**Goal of the exercise**
A single figure is required: the number of lines below that contain "timber".

**Entries shown**
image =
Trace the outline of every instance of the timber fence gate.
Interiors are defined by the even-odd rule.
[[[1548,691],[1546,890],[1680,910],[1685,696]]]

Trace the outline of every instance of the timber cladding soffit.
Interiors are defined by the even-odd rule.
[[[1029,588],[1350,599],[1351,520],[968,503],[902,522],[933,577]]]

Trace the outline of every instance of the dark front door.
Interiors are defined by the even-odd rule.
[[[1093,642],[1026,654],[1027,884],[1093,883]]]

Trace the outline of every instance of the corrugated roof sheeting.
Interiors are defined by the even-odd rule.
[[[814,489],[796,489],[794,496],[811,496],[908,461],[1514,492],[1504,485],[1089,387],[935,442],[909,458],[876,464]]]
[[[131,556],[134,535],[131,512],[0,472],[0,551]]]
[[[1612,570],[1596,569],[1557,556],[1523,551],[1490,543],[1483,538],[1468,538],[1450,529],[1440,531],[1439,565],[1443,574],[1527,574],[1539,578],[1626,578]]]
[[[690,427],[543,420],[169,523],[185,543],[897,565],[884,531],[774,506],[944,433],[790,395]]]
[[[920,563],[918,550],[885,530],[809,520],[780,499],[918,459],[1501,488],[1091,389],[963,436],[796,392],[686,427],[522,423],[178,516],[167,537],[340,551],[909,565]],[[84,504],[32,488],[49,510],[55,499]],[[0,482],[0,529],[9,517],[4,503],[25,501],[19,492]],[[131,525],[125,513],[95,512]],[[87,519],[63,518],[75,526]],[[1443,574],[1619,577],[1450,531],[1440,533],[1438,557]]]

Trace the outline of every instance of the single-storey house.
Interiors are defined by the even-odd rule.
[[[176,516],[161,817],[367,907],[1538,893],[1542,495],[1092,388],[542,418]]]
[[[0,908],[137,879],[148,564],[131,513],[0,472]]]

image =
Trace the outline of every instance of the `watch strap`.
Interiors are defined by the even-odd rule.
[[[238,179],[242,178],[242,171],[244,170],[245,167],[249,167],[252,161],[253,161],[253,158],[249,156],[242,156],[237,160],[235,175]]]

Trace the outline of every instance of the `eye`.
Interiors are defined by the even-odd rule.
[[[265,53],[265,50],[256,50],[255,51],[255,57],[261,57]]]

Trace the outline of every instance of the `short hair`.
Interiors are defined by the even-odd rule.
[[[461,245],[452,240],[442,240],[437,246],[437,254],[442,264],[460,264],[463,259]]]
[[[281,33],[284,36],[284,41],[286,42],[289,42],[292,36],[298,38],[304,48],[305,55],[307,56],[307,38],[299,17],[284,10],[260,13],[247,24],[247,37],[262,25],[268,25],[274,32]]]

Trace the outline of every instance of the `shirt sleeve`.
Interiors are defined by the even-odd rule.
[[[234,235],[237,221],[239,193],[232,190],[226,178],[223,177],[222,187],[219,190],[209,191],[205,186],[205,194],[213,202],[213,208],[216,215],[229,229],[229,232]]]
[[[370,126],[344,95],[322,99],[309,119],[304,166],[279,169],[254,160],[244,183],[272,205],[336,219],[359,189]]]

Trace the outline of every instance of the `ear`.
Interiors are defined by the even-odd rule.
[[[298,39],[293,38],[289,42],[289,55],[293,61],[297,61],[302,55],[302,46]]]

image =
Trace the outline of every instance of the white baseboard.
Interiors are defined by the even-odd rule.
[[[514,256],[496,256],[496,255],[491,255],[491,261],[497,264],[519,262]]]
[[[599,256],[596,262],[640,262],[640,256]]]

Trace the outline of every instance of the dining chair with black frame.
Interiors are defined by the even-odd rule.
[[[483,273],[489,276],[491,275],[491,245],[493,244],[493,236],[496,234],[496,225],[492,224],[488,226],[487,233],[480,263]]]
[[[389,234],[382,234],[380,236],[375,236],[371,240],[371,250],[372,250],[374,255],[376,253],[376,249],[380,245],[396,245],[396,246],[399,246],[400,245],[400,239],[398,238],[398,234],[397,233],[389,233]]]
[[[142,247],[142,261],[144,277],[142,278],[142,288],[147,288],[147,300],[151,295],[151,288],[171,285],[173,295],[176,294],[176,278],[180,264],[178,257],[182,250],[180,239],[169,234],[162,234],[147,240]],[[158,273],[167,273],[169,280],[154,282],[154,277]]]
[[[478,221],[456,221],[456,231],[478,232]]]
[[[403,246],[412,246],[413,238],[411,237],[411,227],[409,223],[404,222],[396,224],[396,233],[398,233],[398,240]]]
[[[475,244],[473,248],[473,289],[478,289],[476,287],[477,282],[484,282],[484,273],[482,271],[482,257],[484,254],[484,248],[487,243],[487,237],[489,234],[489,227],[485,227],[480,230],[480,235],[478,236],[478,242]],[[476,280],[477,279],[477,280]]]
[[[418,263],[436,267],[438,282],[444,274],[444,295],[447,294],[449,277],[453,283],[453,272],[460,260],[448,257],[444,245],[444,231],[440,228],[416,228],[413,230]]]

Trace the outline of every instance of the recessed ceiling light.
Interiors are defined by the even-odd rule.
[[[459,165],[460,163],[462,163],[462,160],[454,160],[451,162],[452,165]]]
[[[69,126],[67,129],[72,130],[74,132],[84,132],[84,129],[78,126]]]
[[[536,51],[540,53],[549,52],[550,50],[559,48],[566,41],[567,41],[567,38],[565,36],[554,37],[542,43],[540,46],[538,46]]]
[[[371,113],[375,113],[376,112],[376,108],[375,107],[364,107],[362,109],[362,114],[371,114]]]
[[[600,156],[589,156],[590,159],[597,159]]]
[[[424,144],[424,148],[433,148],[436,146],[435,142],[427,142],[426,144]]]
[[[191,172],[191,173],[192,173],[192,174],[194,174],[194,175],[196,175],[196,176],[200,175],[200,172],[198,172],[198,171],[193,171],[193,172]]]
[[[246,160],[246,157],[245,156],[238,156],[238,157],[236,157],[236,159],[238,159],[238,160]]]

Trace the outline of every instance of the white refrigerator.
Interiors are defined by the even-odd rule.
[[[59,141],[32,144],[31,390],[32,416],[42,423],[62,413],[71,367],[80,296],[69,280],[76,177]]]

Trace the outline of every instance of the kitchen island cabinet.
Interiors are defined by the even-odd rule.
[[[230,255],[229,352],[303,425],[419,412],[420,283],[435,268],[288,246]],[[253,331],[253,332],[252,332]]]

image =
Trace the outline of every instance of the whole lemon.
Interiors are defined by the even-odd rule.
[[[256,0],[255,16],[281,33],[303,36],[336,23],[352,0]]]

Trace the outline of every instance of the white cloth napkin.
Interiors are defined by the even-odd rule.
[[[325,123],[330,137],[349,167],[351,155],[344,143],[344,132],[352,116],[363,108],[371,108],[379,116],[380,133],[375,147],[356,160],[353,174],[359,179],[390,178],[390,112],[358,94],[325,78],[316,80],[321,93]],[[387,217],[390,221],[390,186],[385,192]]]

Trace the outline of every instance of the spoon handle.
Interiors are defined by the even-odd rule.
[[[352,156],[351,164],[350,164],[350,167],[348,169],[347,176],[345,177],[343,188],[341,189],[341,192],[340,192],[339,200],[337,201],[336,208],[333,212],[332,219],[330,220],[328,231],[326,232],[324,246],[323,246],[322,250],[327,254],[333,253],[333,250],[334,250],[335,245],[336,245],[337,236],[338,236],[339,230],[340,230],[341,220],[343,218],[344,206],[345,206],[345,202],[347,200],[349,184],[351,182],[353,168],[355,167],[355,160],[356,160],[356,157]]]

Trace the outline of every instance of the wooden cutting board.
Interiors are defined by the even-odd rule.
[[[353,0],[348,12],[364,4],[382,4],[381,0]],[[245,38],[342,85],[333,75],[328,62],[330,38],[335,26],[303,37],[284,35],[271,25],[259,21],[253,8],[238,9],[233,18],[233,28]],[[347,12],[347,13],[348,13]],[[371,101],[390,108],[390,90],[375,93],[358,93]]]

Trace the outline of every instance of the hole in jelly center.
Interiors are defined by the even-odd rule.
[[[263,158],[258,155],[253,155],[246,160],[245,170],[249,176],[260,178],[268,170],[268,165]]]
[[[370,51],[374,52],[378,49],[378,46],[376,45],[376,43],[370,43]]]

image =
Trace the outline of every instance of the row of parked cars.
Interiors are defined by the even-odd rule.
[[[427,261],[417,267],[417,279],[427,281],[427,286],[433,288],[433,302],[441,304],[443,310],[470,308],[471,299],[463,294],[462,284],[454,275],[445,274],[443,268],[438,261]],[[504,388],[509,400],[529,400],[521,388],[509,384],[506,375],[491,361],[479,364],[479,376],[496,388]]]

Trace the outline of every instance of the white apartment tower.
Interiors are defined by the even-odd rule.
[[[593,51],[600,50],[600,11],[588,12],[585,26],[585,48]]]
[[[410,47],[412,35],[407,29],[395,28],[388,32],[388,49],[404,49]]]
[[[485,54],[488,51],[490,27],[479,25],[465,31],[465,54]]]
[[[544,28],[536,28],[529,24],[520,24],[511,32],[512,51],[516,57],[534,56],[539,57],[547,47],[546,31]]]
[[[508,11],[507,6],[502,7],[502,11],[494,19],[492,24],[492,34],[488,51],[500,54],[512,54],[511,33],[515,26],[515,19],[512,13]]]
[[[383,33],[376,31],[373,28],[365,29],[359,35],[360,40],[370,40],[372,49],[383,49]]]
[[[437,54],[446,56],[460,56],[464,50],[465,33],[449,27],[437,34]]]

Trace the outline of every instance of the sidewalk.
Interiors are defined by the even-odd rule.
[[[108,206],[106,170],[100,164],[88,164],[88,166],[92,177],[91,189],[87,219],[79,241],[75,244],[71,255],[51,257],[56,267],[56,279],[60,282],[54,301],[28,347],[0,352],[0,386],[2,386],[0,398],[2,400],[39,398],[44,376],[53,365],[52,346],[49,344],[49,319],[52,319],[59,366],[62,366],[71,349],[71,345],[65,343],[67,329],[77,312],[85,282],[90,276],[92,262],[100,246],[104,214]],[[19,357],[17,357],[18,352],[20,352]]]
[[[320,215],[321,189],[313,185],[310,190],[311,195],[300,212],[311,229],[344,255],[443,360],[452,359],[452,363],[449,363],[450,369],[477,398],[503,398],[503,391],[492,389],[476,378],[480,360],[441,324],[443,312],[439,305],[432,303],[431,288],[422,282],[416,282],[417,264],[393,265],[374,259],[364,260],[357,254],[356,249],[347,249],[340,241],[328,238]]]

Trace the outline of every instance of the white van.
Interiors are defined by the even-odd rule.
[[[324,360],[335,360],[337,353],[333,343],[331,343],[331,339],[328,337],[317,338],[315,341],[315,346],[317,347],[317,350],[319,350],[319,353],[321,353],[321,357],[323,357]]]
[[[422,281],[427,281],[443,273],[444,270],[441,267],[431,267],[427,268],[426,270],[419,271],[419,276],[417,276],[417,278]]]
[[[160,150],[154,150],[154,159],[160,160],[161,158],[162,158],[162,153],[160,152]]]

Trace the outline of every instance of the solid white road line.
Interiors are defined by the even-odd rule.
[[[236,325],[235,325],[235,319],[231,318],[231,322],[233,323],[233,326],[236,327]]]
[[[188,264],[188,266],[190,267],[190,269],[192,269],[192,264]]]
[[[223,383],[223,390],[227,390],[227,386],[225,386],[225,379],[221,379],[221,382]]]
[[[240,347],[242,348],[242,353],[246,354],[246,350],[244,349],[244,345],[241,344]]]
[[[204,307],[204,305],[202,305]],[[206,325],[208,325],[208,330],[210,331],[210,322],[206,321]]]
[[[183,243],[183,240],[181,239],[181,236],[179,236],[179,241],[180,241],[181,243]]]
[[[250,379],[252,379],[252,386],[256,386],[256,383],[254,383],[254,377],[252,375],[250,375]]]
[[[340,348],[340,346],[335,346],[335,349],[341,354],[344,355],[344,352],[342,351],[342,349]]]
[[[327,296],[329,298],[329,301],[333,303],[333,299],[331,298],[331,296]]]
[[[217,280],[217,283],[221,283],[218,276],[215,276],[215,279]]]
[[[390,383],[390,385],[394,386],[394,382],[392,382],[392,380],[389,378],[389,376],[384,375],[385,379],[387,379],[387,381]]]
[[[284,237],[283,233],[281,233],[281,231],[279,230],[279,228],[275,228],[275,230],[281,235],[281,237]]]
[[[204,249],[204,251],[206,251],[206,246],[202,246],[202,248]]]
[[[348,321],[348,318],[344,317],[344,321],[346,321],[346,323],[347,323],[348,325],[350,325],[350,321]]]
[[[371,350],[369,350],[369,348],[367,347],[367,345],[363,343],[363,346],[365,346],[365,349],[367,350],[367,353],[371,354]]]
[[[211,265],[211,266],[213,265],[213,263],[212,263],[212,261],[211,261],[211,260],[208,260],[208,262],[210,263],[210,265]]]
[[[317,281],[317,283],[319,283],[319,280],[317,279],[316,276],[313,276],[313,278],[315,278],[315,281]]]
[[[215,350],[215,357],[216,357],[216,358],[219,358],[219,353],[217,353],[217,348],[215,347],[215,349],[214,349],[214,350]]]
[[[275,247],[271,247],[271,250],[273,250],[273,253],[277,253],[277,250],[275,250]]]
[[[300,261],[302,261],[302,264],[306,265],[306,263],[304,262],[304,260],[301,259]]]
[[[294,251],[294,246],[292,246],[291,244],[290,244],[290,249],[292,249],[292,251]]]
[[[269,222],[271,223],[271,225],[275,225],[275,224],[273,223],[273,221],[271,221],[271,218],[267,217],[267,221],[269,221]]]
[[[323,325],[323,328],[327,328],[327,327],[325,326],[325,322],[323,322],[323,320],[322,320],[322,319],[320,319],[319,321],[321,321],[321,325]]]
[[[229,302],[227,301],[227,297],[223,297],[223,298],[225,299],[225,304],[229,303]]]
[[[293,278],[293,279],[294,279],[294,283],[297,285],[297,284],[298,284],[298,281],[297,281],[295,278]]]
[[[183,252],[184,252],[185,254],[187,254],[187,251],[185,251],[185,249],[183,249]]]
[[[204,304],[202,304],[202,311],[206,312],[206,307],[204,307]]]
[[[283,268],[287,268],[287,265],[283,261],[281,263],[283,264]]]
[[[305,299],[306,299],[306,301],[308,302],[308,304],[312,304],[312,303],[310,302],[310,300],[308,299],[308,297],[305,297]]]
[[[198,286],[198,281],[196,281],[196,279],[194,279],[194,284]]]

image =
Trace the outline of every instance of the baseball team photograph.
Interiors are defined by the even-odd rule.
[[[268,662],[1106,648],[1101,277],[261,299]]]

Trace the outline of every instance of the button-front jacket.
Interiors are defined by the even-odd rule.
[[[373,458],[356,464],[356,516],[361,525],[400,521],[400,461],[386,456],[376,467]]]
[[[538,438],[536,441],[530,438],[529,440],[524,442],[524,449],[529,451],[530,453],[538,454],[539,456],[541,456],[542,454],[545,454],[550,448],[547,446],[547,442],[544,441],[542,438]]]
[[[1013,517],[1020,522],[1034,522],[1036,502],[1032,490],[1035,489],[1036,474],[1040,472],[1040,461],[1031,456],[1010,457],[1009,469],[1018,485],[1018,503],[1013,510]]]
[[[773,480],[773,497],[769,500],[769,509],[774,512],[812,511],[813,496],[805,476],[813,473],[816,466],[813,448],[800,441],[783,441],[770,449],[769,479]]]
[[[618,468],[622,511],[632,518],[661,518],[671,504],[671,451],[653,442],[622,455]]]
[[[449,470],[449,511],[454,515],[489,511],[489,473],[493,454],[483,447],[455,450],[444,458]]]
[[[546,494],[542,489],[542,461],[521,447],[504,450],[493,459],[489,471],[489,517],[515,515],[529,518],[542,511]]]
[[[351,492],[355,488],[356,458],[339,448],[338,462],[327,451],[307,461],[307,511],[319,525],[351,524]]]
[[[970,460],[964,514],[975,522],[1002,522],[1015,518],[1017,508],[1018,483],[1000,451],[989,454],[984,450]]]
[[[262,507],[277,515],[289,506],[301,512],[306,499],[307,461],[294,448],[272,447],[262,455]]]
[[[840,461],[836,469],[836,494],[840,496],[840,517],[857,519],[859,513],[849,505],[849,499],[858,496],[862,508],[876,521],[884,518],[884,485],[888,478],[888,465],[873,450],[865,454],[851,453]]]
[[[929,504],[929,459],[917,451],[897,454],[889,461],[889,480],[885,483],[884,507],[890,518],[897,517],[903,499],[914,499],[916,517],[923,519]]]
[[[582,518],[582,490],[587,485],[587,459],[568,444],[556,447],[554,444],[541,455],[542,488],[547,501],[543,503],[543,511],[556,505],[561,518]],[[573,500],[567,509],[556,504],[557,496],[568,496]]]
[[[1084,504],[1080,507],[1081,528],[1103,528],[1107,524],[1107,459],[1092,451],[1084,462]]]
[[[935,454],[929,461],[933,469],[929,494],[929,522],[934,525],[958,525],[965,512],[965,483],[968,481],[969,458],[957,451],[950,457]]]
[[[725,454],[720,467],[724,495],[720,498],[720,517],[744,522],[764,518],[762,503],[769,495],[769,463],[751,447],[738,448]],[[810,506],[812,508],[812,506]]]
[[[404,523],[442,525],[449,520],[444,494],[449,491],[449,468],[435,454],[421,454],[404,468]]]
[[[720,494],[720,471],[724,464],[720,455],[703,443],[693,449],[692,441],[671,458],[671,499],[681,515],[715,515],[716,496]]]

**Result of the task**
2